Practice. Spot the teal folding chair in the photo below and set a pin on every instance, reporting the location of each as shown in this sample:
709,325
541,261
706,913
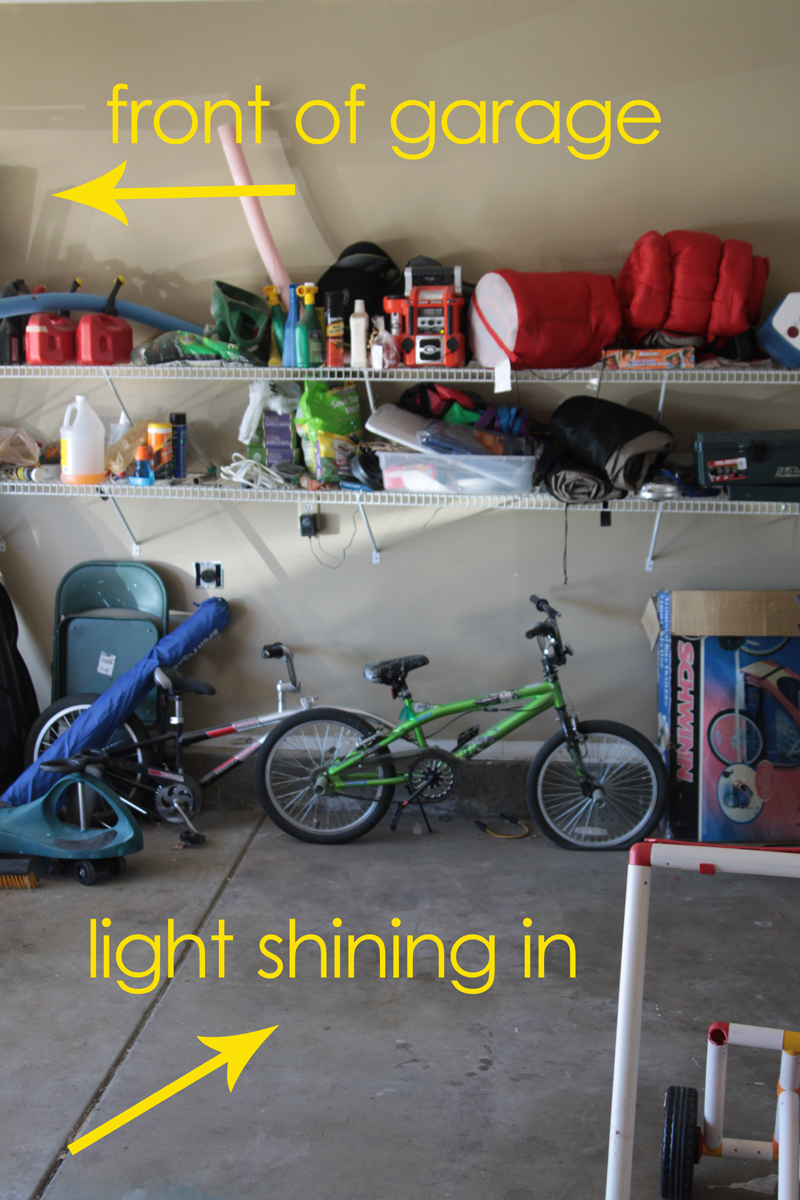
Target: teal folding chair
108,616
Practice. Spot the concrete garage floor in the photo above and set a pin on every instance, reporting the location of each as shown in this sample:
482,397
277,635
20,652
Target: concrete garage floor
370,1089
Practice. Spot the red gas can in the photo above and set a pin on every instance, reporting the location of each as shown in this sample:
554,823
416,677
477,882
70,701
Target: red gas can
102,340
49,340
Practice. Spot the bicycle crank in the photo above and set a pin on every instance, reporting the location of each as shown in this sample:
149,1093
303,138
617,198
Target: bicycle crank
175,802
433,775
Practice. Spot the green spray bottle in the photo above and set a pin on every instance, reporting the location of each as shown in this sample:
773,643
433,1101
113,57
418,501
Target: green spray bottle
308,336
276,325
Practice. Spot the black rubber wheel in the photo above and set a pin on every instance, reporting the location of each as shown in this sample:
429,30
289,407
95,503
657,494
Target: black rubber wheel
288,763
681,1144
631,784
62,713
85,873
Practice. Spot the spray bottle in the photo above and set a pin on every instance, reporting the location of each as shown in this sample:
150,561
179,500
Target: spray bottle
359,325
289,329
276,325
308,339
335,329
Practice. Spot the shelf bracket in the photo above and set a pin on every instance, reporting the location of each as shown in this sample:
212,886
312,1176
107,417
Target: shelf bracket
124,412
661,396
376,552
648,565
372,406
136,549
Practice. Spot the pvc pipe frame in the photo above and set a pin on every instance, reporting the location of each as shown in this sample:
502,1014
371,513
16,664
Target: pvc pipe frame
254,213
708,859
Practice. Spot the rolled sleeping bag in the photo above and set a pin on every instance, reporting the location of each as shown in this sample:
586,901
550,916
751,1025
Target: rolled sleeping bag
543,319
611,438
82,301
573,483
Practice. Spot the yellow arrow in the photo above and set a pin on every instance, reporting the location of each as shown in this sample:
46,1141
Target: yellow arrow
235,1050
103,193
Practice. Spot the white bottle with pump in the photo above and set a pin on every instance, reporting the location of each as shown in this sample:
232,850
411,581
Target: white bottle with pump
83,444
359,325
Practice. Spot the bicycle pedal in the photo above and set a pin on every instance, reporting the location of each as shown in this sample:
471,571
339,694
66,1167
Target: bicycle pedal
190,838
467,736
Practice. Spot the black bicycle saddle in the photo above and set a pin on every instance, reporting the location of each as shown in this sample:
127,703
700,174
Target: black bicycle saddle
180,683
392,671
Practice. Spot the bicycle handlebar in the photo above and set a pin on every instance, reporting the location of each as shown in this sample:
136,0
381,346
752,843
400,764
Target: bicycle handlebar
543,606
78,763
278,651
540,630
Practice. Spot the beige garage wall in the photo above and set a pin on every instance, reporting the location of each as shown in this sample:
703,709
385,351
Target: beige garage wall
450,585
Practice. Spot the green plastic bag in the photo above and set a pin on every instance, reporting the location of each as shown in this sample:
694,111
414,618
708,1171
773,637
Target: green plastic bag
241,317
329,423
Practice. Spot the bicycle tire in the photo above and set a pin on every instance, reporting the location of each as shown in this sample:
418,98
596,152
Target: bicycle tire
62,713
680,1145
635,781
287,759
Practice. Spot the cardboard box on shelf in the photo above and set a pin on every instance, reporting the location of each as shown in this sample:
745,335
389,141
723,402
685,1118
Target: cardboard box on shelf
729,713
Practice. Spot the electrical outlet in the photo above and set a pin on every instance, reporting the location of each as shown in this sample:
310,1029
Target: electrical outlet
208,575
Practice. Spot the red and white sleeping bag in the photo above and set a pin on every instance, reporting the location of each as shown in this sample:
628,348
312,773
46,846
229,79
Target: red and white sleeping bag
541,319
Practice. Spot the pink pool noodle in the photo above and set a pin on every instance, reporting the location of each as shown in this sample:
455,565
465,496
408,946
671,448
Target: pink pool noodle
254,214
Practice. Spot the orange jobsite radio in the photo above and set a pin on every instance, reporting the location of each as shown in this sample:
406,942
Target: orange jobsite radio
427,321
102,337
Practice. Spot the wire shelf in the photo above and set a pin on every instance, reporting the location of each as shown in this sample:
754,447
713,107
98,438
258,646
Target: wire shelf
540,502
233,372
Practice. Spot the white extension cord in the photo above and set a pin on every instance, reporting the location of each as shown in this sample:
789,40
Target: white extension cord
250,473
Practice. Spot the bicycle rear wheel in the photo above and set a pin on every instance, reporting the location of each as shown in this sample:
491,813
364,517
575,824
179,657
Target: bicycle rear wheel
289,762
627,799
59,717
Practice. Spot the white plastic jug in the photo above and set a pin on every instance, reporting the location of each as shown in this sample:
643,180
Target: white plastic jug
83,444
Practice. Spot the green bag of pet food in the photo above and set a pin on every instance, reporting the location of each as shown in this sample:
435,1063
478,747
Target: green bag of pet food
329,423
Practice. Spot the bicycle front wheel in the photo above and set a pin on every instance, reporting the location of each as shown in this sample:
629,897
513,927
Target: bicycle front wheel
627,793
289,765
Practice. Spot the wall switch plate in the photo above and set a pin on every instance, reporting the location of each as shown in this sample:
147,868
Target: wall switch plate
208,575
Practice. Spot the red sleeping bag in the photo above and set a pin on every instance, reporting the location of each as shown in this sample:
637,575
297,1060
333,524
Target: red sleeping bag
691,283
541,319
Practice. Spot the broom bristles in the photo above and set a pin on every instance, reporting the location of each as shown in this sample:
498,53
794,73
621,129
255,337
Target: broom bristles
18,881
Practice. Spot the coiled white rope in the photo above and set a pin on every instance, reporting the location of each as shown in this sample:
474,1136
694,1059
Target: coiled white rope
250,473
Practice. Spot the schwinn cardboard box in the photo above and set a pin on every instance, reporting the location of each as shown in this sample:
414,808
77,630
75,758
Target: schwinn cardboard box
729,713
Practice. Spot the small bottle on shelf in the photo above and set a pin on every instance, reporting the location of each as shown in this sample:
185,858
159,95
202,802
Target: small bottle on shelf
359,324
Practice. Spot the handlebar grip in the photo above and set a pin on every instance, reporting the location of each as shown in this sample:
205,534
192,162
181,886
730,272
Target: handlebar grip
537,630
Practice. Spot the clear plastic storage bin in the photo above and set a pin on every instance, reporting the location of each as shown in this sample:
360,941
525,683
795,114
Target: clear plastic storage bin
456,473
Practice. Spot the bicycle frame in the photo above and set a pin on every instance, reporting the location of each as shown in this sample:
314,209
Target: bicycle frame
540,697
264,723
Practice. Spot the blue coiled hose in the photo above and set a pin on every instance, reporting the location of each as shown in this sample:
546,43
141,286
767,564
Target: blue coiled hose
79,301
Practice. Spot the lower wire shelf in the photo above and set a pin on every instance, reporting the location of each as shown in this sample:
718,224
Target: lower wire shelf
217,493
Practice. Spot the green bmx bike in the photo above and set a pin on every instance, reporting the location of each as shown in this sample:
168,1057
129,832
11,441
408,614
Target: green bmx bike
325,775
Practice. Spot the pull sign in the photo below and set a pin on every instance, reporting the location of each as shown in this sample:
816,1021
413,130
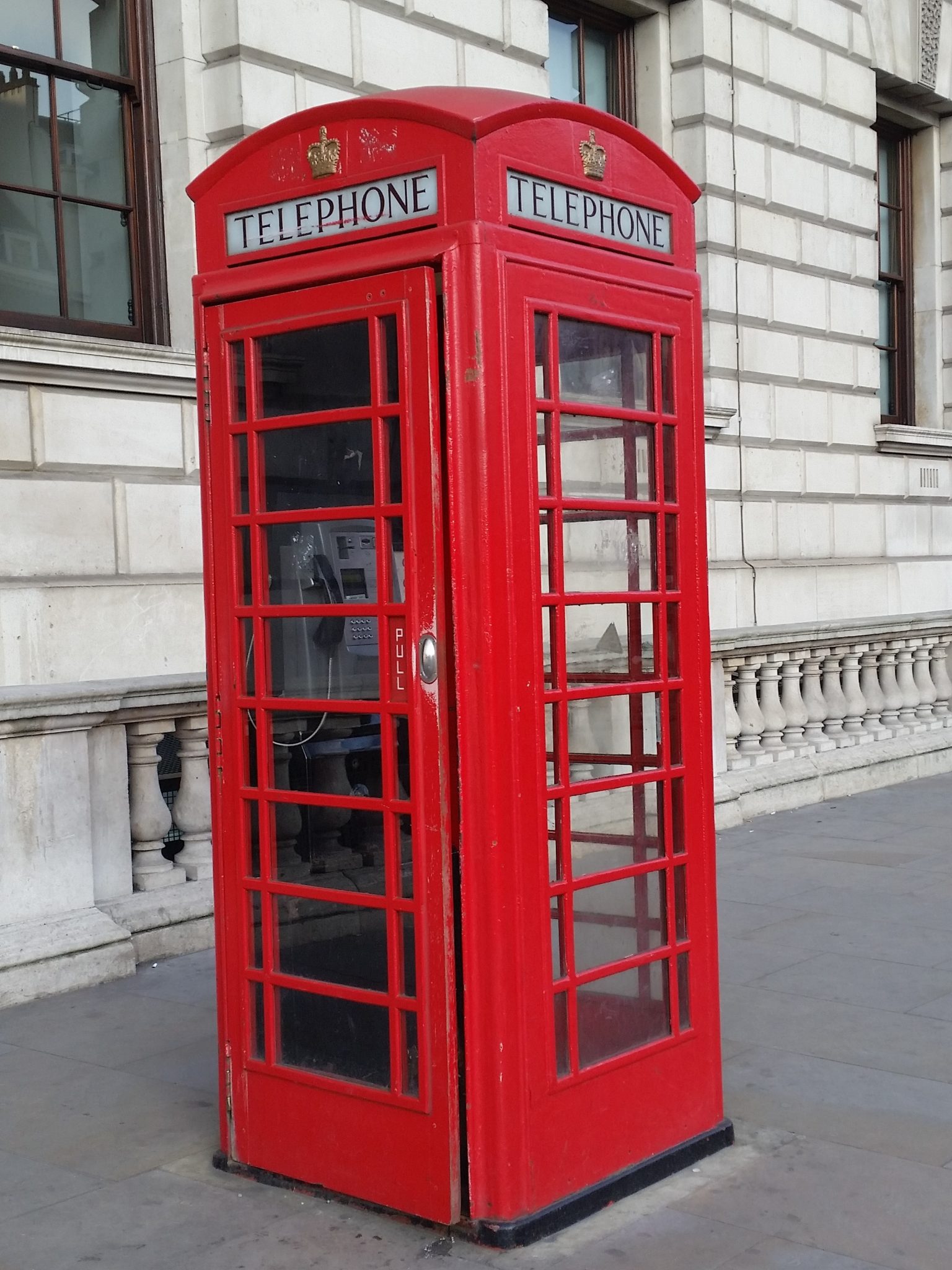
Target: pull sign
375,205
546,202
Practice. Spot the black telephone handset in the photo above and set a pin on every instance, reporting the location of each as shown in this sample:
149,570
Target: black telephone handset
330,630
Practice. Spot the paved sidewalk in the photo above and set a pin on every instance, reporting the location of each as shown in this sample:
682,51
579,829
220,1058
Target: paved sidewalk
837,969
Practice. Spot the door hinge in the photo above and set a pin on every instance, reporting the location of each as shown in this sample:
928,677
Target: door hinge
206,388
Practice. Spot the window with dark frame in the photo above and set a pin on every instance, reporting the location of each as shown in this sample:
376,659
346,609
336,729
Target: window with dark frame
895,281
591,58
81,243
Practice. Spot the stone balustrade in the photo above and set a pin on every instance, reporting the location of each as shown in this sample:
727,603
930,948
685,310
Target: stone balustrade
783,695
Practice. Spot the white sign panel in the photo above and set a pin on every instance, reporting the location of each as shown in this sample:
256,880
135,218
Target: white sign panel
549,203
339,211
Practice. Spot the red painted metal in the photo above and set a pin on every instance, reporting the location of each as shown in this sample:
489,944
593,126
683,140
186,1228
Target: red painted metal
552,1101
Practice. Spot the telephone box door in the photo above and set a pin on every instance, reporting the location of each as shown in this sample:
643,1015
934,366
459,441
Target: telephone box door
328,652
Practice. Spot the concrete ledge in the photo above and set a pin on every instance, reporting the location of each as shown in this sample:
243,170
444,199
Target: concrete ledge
167,922
781,786
69,950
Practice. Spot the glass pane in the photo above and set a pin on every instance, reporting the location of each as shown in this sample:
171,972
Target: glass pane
616,828
609,553
29,277
316,368
542,385
25,158
683,992
391,363
563,63
604,365
562,1028
681,905
238,383
339,1038
412,1054
598,69
334,943
612,735
98,280
669,442
890,255
323,563
254,902
94,33
607,459
619,918
257,1020
324,658
622,1011
407,928
244,564
30,25
242,471
92,155
610,643
323,465
333,848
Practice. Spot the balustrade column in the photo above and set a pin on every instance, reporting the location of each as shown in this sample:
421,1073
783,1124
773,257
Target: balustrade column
907,685
752,721
834,698
927,689
731,719
192,809
891,695
940,677
853,698
873,693
815,703
150,818
771,708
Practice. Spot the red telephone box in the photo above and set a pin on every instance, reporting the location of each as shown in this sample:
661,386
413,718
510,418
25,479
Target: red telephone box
459,657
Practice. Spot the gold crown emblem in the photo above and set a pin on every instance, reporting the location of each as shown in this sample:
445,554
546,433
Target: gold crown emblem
324,155
593,158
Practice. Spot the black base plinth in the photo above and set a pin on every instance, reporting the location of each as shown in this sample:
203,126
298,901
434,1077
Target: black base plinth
547,1221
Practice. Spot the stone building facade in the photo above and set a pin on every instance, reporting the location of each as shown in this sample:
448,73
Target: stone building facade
828,386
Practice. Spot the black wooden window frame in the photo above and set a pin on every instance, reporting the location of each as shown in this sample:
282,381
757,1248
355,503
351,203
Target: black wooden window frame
150,321
899,283
622,33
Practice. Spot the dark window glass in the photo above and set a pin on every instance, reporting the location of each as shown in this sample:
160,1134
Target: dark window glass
79,247
895,282
589,58
316,368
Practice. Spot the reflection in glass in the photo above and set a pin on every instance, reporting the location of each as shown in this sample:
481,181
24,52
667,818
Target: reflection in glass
563,63
90,133
612,735
25,156
616,828
322,465
347,1039
238,381
607,459
98,275
333,943
622,1011
31,29
562,1029
616,920
316,368
29,278
609,553
683,992
604,365
94,35
610,643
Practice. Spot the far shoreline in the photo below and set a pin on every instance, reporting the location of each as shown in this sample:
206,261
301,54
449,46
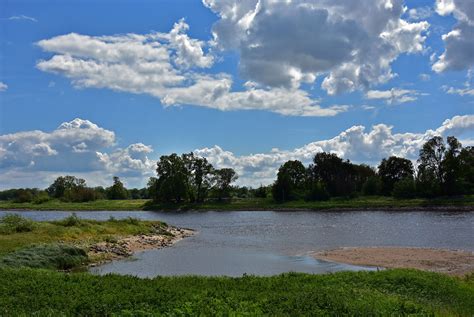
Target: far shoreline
364,203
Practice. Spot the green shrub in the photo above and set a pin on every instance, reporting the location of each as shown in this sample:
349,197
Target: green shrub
55,256
404,189
72,221
317,192
12,223
41,197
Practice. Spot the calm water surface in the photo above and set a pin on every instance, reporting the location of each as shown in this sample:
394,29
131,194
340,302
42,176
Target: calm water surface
267,243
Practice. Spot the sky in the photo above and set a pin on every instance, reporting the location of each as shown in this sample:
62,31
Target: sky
102,88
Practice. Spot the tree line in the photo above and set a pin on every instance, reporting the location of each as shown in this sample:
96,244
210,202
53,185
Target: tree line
443,169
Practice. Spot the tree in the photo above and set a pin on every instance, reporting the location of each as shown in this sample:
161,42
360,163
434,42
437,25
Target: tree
404,188
223,178
117,190
392,170
65,184
200,173
338,176
173,179
372,186
466,167
441,168
291,181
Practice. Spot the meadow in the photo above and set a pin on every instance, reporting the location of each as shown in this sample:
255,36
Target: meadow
391,292
358,203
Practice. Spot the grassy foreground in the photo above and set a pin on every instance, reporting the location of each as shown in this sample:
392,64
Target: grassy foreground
63,244
393,292
365,202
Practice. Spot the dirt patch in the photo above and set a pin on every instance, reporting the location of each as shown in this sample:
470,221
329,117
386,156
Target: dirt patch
103,252
452,262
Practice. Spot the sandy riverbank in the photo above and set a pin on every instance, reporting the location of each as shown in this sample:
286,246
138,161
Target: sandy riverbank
103,252
452,262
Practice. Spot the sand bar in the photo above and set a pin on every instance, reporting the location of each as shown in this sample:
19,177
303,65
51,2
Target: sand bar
452,262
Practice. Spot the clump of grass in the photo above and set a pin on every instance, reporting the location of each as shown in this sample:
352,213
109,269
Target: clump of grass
12,223
50,256
72,221
132,221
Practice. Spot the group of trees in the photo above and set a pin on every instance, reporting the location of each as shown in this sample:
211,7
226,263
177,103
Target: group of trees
189,178
443,169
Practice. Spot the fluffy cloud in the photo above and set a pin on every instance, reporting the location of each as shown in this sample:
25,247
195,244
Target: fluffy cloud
166,65
22,17
3,86
81,148
355,143
394,95
77,147
459,42
286,43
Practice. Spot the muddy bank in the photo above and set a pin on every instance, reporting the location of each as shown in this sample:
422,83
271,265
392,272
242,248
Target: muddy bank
452,262
103,252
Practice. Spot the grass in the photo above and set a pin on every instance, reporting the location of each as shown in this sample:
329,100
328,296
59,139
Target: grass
363,202
70,231
47,256
391,292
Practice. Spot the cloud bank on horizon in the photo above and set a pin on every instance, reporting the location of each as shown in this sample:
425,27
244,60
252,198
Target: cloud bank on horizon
284,67
279,51
84,149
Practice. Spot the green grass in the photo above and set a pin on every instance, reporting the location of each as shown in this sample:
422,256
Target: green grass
47,256
364,202
391,292
71,231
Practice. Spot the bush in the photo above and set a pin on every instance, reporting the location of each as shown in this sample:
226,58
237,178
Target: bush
79,194
404,188
372,186
41,197
57,257
71,221
23,196
12,223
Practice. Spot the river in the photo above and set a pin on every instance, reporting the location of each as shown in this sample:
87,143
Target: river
265,242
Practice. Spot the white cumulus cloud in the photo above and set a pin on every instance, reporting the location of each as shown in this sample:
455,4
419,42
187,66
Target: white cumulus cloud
166,66
286,43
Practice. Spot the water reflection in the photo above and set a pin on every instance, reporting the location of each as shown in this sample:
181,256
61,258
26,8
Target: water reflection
266,243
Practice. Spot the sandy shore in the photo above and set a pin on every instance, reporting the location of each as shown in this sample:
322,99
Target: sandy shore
452,262
103,252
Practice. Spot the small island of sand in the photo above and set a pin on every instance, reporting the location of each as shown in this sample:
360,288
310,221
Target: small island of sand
452,262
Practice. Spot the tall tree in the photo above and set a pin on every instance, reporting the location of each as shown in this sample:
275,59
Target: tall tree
173,179
117,190
290,183
393,170
223,178
338,176
64,184
200,173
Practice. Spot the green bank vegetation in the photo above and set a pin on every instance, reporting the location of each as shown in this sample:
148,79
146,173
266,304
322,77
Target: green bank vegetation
444,175
62,244
392,292
362,202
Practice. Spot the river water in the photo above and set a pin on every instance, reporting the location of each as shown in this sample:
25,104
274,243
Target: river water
267,242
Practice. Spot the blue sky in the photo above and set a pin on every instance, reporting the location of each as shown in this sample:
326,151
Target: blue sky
308,73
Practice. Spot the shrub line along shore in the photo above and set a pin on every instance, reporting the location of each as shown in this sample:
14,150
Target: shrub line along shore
377,203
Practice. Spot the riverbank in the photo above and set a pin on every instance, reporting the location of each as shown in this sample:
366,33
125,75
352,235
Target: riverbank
106,251
379,203
29,292
73,243
452,262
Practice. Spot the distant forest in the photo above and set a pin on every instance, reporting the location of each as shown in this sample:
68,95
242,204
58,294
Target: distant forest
442,169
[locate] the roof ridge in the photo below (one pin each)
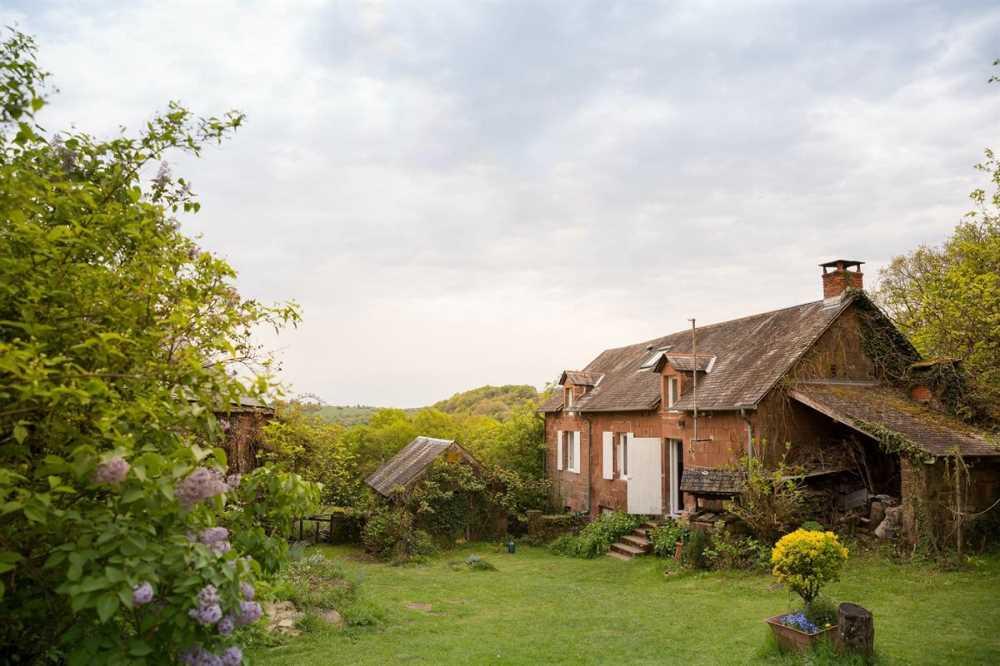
(718, 323)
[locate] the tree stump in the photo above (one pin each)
(855, 630)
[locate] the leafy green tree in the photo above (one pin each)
(303, 442)
(118, 341)
(947, 299)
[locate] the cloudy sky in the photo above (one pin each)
(461, 193)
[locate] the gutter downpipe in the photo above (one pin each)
(694, 376)
(590, 443)
(746, 419)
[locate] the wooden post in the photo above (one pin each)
(855, 630)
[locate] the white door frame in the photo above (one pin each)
(675, 456)
(645, 475)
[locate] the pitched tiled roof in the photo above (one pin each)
(711, 481)
(871, 408)
(580, 378)
(751, 354)
(407, 465)
(688, 363)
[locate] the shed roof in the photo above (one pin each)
(711, 481)
(411, 462)
(752, 354)
(869, 408)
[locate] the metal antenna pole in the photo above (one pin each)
(694, 375)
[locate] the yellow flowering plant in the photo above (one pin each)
(805, 561)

- Aim of the exercise:
Rewrite the part of the data that opens with the line containing "[locate] the gutter" and closes at the end of the data, replacing "wooden post" with "timber post" and leaving everything else unchanged.

- Solution for this exercise:
[locate] the gutter downpipe in the photo above (one pin each)
(694, 376)
(590, 443)
(746, 419)
[locate] the timber post in the photo above (one pin each)
(855, 630)
[locate] the white door frame in the photo above (one pin each)
(675, 456)
(645, 475)
[locate] the pitched tiled roof in the photo above (one pin each)
(711, 481)
(871, 408)
(580, 378)
(751, 354)
(407, 465)
(688, 363)
[locate] the shed roof in the photo above (one pin each)
(711, 481)
(411, 462)
(752, 354)
(869, 408)
[locate] the metal antenna pole in the photo above (one pin each)
(694, 375)
[locate] the yellow flowering plant in the photo above (one pin each)
(805, 561)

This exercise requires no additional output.